[Exercise materials]
-------

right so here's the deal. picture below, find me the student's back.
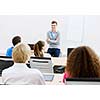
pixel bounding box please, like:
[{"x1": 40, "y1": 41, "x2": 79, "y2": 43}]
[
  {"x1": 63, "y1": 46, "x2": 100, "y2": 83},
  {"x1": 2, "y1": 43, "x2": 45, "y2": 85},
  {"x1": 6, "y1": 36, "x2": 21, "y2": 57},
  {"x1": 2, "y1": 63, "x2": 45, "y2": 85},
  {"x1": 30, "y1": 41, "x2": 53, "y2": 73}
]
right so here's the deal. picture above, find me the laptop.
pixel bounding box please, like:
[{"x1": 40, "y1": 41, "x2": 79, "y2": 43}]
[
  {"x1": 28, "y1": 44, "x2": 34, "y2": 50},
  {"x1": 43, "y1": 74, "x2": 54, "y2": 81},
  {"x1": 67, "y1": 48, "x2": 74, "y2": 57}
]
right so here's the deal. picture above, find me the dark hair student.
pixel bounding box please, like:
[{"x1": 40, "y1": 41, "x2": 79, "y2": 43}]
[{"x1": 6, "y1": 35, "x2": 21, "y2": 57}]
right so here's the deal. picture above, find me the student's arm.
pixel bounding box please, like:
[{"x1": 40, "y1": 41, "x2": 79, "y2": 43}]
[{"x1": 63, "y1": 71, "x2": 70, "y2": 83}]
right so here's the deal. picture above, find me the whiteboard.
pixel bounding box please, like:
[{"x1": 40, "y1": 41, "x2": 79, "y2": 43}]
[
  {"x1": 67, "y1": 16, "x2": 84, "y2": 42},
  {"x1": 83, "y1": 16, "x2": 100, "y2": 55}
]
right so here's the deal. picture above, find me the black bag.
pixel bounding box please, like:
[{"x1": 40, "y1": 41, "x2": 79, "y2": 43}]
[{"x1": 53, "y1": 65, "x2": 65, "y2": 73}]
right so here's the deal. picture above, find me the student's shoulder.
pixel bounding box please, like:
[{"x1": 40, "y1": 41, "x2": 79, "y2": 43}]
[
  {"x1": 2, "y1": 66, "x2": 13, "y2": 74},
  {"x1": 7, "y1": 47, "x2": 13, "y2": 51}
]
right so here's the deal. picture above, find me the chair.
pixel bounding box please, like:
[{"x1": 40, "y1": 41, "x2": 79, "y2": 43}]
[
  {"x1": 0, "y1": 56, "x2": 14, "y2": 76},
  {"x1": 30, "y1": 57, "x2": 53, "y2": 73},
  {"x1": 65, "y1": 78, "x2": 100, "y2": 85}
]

-------

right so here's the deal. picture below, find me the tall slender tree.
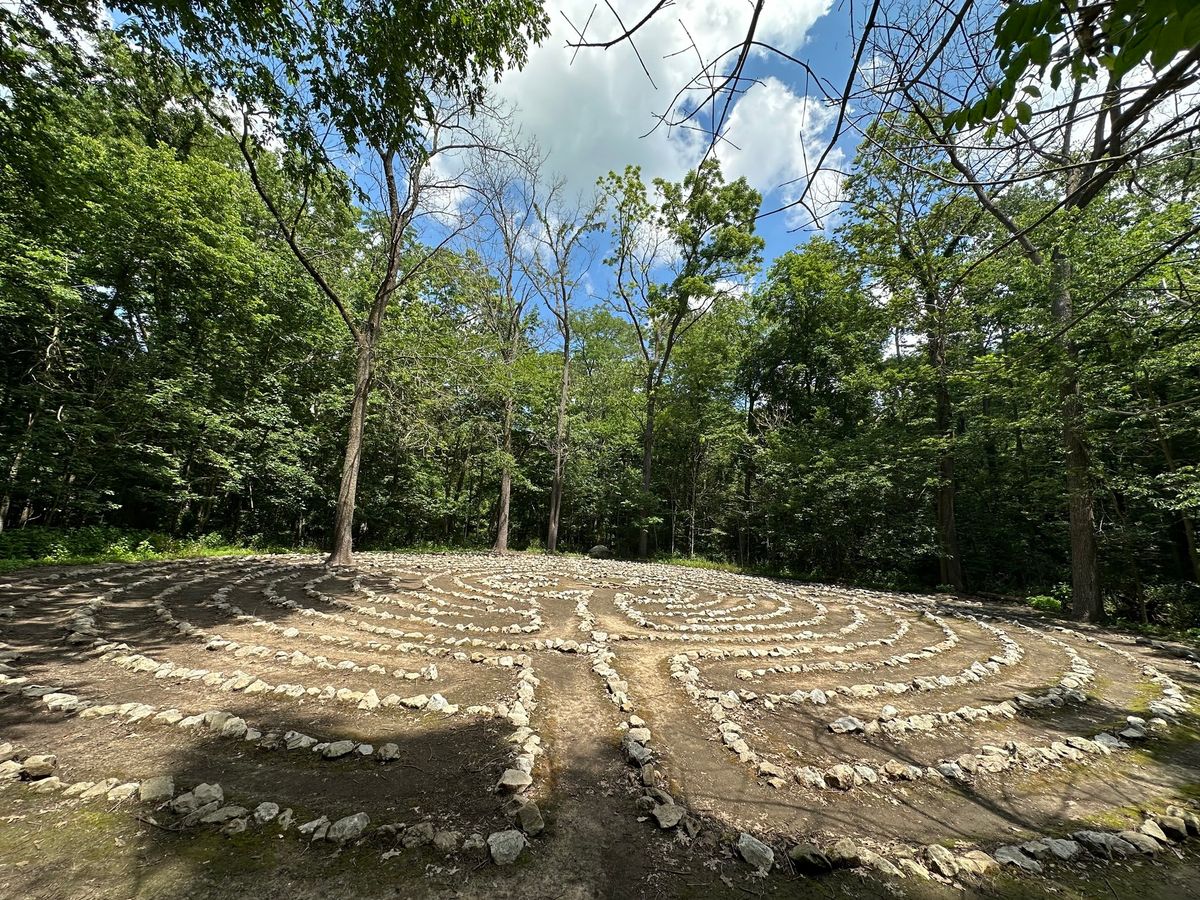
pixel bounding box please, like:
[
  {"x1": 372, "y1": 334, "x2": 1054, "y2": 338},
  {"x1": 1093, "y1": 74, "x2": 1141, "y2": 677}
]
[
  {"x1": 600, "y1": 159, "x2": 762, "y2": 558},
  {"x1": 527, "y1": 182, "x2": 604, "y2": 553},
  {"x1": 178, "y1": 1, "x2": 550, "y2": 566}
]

-------

[What is required] Each line in the data that holds the string "student" must be returned.

[Output for this exercise]
right so here's the deal. picture below, find me the student's back.
right so here's the deal. picture above, find me the dark hair student.
right so here's the deal. picture above, find me the student's arm.
right so here's the deal. picture above, find me the student's shoulder.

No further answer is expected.